[Excerpts of bounding box data]
▼▼▼
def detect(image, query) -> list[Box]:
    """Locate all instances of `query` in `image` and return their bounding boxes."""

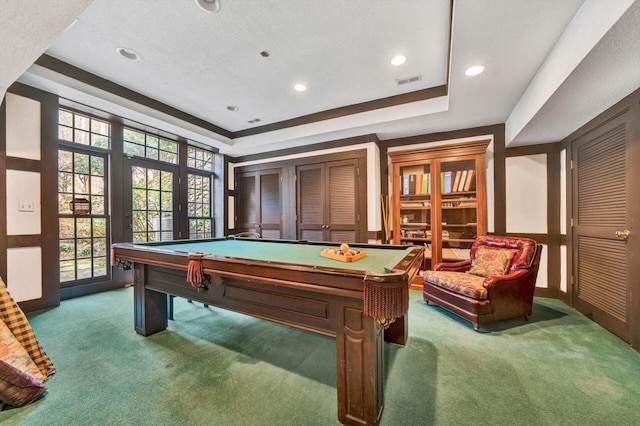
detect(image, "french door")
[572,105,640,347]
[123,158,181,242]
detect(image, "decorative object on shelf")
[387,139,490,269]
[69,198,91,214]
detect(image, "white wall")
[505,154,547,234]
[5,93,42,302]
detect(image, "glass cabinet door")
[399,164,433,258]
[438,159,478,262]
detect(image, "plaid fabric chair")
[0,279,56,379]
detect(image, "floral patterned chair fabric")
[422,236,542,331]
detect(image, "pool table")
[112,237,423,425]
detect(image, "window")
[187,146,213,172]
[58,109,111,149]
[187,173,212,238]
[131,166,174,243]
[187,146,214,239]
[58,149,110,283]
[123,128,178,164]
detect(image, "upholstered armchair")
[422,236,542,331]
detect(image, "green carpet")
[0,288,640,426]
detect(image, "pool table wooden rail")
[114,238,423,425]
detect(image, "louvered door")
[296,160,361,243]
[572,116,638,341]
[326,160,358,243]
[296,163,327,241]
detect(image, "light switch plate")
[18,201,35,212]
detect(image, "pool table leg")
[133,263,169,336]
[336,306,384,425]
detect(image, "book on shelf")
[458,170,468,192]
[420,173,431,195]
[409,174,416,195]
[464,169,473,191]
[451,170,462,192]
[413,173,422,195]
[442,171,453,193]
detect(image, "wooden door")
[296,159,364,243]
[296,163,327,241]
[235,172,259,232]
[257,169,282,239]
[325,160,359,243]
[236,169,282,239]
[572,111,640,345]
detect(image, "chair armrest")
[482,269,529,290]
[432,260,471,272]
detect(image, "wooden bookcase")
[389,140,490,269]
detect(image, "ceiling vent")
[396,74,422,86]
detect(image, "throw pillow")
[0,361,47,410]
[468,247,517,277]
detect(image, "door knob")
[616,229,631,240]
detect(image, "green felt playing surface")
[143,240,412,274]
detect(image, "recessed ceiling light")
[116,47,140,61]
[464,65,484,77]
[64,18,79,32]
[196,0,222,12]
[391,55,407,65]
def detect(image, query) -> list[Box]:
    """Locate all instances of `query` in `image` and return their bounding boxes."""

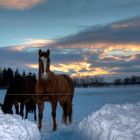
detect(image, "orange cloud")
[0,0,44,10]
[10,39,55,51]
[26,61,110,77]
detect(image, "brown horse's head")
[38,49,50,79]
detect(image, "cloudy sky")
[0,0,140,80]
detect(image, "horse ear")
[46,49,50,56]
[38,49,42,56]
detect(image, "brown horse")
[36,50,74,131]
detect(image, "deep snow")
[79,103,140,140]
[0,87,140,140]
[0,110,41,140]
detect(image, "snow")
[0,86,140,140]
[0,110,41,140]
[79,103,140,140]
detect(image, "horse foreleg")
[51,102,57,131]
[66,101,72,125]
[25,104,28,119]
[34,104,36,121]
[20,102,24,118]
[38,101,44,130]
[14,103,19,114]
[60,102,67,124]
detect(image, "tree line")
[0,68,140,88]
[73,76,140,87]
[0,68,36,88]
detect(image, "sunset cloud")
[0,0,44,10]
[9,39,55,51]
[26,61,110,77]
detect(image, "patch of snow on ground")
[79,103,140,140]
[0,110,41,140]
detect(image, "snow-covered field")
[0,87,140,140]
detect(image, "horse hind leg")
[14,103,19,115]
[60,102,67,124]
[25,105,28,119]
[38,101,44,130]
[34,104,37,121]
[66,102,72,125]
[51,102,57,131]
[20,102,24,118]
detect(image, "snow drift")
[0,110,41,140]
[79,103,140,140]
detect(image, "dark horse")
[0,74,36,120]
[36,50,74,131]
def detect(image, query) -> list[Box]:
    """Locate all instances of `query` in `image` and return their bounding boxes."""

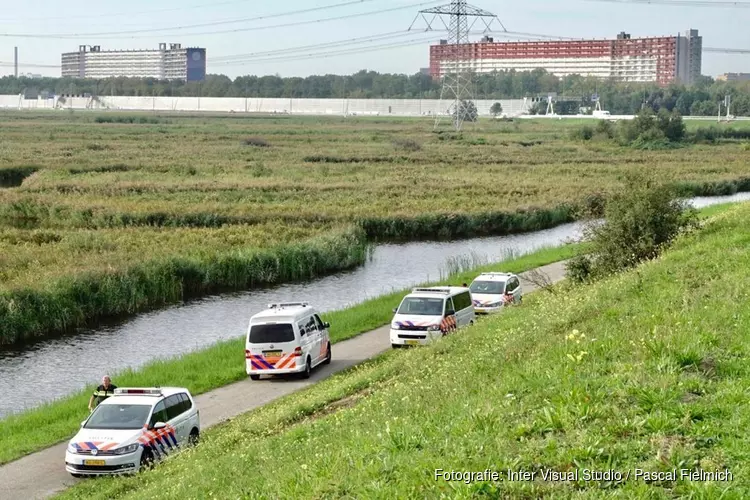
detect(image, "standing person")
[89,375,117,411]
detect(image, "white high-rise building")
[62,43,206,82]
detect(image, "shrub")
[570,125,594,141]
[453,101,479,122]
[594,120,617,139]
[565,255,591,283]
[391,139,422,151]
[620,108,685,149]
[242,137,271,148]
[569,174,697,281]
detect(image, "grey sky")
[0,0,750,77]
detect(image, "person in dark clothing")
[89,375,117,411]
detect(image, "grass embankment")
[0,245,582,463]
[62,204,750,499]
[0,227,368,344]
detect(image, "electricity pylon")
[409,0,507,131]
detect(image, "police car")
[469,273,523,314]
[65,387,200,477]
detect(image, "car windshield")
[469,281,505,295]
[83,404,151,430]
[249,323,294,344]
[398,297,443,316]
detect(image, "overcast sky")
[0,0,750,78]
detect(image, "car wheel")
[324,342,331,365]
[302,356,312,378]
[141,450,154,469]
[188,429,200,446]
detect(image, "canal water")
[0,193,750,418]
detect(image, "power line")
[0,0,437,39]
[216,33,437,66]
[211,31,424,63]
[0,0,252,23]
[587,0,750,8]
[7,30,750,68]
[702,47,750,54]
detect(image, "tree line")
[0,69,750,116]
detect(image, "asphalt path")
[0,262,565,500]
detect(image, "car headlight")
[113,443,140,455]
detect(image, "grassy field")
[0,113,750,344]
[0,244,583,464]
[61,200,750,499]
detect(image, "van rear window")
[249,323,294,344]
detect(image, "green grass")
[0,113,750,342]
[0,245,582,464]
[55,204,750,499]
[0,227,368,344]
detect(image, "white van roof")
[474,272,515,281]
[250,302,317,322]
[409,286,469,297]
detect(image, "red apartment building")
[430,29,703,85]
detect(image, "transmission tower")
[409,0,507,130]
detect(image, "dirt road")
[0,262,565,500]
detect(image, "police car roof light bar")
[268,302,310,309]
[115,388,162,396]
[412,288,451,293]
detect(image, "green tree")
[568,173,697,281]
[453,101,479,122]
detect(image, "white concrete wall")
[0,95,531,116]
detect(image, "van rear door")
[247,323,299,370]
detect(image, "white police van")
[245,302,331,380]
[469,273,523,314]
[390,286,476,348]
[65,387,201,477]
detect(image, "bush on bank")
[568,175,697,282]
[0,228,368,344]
▲▲▲
- [Written request]:
Shift every bounding box coordinate by adding 27 to it, and write out each line of the data again, starting at the beginning and ending at the line that contains "[572,111,640,345]", changing nothing but those coordinates. Leave the pictures out of the answer.

- [Reply to the task]:
def detect(image, query) -> list[Box]:
    """Locate all instances of `query` in `image` and return their bounding boxes."""

detect(image, "french door")
[599,132,667,374]
[150,185,208,269]
detect(image, "decorative object on shelf")
[414,166,517,296]
[96,225,118,241]
detect(image, "white wall")
[532,181,574,261]
[32,120,69,329]
detect(image, "glass cabinet door")
[426,191,460,285]
[465,186,505,289]
detect(image, "plaid fabric chair")
[27,306,83,406]
detect(image, "floral patterned chair fabric")
[449,263,569,358]
detect(image, "pool table")
[139,264,450,452]
detect(image, "window")
[214,173,240,199]
[85,136,138,176]
[214,200,239,265]
[158,193,201,270]
[214,173,241,266]
[85,176,137,310]
[150,155,205,191]
detect(image, "upholstered armchair")
[449,263,569,358]
detect(image, "green carpet")
[27,315,667,453]
detect(image, "pool table wooden rail")
[141,265,450,452]
detect(image, "louvered door")
[323,187,388,270]
[599,143,665,368]
[353,187,385,270]
[323,190,354,268]
detect(image, "light switch plate")
[45,228,62,239]
detect(image, "pool table leg")
[160,290,196,363]
[363,333,411,452]
detect(image, "book on shelf")
[485,197,495,219]
[447,200,458,222]
[436,201,443,222]
[491,196,500,218]
[478,197,489,219]
[440,200,449,222]
[469,198,480,220]
detect(image, "wooden door")
[323,186,391,270]
[323,190,354,268]
[262,199,286,259]
[284,196,309,266]
[352,187,386,270]
[263,196,309,266]
[599,138,667,372]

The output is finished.